[What you will do] Filter the records below, copying out every line that contains the string "bottle".

[Given records]

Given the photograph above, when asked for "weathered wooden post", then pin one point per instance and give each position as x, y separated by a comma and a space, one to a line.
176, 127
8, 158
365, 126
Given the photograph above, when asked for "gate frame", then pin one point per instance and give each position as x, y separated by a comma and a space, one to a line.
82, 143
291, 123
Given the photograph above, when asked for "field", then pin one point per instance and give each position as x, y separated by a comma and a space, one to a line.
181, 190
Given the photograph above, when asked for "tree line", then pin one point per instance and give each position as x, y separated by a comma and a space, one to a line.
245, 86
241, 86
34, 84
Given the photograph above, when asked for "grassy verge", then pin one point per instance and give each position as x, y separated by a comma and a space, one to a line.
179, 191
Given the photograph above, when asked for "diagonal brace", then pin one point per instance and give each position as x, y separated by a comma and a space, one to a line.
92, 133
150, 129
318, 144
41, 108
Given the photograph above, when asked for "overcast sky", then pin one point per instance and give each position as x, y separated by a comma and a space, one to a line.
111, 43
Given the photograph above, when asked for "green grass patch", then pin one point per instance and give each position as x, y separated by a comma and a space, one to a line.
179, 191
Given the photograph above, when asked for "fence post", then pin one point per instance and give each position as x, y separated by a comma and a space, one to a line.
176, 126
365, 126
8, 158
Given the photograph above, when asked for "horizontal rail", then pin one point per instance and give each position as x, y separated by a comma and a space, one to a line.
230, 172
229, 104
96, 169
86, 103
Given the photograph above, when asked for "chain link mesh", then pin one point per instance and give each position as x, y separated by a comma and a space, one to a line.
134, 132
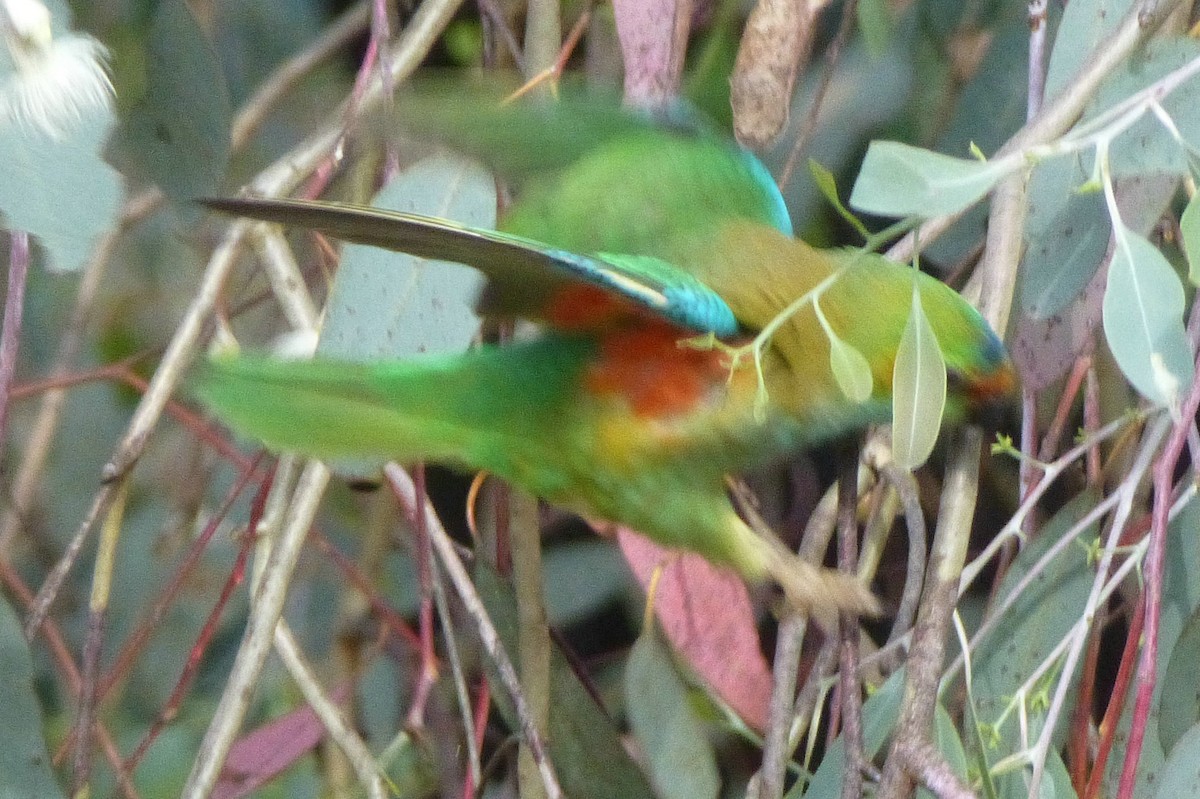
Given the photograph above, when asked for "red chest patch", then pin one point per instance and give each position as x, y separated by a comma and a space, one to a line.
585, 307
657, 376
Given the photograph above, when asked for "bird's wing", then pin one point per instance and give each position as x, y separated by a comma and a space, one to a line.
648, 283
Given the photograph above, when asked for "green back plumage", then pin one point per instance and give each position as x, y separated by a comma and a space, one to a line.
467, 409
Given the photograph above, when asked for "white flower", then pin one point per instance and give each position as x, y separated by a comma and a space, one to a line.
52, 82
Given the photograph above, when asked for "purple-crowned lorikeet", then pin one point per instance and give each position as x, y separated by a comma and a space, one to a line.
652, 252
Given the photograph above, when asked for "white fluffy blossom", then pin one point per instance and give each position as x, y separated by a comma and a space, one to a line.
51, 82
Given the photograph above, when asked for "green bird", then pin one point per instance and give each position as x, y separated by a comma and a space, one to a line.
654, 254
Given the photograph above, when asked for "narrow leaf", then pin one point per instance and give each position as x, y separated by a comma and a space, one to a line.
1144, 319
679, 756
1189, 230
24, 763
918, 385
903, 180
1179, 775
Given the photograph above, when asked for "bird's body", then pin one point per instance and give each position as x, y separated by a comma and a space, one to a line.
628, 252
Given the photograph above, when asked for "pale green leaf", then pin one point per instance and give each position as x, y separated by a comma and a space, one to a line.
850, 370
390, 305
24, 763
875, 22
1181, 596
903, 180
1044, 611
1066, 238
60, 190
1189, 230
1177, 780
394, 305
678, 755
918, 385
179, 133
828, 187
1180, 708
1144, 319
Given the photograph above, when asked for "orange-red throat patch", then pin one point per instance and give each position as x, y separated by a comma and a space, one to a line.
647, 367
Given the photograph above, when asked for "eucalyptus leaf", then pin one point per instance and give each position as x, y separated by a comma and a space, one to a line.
* * *
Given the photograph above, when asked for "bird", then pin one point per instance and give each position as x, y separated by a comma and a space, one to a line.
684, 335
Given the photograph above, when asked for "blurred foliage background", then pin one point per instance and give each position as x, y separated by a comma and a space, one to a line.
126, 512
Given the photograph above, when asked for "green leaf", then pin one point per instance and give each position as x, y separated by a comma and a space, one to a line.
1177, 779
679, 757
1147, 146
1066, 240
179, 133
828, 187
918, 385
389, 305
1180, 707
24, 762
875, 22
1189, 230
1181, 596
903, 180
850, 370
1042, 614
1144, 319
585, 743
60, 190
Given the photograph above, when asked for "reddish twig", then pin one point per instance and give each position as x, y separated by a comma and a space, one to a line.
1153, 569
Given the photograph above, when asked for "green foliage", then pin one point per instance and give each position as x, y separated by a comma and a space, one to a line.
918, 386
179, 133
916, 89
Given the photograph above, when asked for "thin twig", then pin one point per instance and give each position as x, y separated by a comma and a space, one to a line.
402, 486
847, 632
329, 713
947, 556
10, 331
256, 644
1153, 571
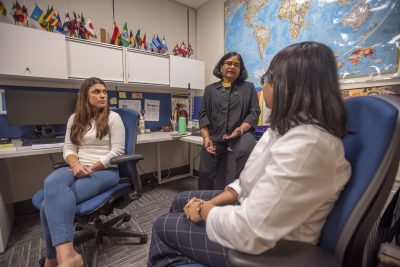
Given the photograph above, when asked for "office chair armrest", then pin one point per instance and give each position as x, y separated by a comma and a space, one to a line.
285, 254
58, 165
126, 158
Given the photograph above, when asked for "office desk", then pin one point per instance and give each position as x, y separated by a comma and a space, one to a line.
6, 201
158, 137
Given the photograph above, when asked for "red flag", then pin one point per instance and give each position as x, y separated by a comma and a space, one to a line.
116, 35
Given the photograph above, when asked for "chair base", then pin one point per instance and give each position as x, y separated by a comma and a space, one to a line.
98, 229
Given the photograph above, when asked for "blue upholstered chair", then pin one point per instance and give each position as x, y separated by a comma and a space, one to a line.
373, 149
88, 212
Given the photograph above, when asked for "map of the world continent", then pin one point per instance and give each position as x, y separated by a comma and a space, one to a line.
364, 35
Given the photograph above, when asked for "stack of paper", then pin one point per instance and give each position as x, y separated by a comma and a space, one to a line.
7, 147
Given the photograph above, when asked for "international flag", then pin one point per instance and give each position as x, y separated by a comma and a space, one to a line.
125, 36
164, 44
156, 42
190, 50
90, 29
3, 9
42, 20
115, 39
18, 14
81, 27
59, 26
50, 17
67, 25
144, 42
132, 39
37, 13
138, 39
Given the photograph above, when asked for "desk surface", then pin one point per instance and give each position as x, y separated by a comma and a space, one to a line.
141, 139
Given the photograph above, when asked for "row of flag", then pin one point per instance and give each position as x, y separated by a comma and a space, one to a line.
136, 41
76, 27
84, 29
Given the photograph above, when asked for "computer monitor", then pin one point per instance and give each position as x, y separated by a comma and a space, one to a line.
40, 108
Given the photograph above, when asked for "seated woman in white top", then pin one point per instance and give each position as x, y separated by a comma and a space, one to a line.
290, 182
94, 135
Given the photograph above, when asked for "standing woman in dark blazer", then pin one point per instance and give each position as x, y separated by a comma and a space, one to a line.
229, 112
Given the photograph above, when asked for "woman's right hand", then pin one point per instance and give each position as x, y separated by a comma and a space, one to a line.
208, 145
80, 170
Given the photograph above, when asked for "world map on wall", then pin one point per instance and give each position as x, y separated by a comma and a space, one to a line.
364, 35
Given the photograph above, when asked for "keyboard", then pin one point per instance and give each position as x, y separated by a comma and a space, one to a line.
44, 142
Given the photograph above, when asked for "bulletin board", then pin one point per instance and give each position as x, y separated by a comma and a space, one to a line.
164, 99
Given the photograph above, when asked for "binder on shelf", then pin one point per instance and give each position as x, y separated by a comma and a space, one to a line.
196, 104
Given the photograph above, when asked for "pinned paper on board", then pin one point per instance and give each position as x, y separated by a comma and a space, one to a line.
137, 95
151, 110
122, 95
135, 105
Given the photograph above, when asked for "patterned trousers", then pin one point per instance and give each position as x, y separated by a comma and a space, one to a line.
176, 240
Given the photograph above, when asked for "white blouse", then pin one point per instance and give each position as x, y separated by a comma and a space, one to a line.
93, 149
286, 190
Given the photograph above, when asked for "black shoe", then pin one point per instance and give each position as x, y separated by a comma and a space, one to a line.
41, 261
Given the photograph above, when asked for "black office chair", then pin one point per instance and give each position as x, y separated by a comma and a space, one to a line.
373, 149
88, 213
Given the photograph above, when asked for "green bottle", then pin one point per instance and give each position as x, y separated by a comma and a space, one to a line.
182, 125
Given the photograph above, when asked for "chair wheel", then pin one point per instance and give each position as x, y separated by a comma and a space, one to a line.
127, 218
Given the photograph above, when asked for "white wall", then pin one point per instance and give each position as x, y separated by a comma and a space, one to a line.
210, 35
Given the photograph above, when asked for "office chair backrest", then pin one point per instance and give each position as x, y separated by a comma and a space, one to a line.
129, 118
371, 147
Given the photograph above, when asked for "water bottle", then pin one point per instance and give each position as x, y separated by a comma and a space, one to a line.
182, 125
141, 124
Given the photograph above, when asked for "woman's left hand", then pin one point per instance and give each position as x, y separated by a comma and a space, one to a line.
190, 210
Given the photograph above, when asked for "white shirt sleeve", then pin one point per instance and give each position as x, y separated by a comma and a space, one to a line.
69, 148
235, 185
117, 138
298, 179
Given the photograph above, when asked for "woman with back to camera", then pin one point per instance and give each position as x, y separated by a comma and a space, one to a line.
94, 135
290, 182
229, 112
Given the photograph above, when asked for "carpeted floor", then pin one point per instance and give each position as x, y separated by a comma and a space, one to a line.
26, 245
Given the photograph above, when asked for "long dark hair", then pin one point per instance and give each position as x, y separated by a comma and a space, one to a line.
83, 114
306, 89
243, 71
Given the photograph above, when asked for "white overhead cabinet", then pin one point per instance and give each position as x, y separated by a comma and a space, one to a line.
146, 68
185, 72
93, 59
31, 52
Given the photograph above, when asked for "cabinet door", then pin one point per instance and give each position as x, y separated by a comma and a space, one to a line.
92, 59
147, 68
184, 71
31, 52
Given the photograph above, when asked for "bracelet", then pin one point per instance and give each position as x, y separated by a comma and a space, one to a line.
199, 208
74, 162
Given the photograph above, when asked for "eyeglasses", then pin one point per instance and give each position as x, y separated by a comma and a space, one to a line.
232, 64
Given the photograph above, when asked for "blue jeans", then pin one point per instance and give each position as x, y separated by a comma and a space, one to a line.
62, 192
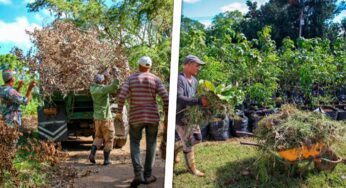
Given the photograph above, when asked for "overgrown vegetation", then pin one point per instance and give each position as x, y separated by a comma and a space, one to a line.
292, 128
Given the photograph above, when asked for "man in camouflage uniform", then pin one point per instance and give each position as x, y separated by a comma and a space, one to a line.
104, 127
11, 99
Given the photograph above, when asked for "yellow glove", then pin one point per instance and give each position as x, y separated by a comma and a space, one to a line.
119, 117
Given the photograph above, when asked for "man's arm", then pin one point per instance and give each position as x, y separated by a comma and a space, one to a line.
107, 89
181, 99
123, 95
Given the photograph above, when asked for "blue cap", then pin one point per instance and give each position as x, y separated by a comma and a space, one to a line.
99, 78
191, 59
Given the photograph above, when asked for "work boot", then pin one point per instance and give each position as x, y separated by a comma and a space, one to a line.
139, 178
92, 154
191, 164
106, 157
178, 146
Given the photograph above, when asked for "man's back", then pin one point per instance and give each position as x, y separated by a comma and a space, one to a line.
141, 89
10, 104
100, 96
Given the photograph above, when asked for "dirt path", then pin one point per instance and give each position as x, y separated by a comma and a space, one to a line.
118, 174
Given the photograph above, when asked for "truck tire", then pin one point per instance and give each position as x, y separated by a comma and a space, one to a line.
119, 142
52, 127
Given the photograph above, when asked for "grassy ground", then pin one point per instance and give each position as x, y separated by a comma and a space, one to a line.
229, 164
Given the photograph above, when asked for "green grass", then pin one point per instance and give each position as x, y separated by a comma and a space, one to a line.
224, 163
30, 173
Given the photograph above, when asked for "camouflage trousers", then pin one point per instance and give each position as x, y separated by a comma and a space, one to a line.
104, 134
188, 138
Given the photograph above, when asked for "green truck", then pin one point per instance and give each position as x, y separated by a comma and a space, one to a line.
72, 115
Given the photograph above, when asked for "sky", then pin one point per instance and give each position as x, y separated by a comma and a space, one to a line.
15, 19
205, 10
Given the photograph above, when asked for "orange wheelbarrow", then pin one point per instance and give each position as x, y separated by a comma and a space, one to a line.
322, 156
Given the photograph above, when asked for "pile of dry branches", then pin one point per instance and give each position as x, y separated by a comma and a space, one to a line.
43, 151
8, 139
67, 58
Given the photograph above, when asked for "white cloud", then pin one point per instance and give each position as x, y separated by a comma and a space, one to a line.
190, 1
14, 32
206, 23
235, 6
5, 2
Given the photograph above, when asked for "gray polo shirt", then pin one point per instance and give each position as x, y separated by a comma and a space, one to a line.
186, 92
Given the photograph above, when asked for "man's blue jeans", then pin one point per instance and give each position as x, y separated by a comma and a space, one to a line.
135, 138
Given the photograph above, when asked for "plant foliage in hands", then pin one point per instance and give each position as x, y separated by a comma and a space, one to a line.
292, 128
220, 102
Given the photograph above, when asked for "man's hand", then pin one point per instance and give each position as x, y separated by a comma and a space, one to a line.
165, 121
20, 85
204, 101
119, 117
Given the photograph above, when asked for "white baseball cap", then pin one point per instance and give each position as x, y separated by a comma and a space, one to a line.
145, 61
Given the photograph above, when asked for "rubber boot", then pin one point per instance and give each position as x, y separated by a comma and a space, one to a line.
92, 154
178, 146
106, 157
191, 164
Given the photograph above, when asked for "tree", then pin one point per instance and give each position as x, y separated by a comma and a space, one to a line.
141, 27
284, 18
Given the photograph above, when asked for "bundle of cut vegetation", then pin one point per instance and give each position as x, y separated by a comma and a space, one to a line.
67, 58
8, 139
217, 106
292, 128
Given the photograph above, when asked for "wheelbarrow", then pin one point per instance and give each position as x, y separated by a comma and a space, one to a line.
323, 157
--
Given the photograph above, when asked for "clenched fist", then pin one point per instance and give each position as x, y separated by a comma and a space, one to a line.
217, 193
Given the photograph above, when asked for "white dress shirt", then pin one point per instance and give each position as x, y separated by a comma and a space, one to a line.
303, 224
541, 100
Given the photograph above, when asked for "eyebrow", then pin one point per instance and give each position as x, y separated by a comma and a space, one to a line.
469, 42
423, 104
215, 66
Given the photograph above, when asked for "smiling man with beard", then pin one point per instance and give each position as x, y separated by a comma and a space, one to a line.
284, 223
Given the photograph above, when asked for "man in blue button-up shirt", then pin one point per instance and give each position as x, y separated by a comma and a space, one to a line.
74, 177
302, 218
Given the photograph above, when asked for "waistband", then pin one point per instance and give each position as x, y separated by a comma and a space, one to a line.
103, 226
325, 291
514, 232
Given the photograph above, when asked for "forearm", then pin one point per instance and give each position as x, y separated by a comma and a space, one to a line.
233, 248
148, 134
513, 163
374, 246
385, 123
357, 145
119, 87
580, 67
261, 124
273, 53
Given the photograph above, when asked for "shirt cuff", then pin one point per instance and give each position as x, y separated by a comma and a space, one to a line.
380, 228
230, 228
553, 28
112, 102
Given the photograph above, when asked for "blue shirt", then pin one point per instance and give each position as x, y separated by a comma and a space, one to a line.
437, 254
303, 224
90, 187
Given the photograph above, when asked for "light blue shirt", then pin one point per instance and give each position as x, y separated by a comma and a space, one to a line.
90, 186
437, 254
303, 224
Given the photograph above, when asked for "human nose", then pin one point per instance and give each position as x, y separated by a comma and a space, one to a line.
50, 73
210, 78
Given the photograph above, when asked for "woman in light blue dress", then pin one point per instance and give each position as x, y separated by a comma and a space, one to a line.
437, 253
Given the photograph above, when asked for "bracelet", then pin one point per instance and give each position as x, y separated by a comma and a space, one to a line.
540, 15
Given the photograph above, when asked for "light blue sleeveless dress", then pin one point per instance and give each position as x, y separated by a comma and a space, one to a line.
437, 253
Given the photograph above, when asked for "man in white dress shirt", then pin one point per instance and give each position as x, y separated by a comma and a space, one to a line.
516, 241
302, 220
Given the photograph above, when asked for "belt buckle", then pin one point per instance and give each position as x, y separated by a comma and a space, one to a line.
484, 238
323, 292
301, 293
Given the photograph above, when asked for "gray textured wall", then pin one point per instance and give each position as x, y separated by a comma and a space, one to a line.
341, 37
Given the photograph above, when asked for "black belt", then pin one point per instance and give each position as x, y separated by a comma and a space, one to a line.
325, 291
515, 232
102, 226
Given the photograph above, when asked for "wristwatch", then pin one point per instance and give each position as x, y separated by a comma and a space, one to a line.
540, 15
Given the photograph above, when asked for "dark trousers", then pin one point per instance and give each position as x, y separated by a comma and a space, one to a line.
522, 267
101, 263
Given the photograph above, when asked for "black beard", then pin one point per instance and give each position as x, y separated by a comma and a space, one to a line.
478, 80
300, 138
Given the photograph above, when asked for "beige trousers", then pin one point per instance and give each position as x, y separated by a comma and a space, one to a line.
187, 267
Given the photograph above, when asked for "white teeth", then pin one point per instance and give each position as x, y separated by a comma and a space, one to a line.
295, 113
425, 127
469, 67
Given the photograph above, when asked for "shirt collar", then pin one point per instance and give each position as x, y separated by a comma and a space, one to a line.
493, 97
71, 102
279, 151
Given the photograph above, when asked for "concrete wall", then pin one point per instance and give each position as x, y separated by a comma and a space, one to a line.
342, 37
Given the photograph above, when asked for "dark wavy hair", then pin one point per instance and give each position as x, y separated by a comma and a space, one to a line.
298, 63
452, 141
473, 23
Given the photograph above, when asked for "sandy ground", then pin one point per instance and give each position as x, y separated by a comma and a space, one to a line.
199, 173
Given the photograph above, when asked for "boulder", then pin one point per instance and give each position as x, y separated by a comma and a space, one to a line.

[Solution for this exercise]
Given the photograph above, when asked for "green bottle", then pin one point per instance and give each position as x, y separated by a comma and a space, one to a line.
Given the photograph above, when asked for "water bottle", then pin one point per instance and give each position as x, y separated by a comma and a space, one to a line.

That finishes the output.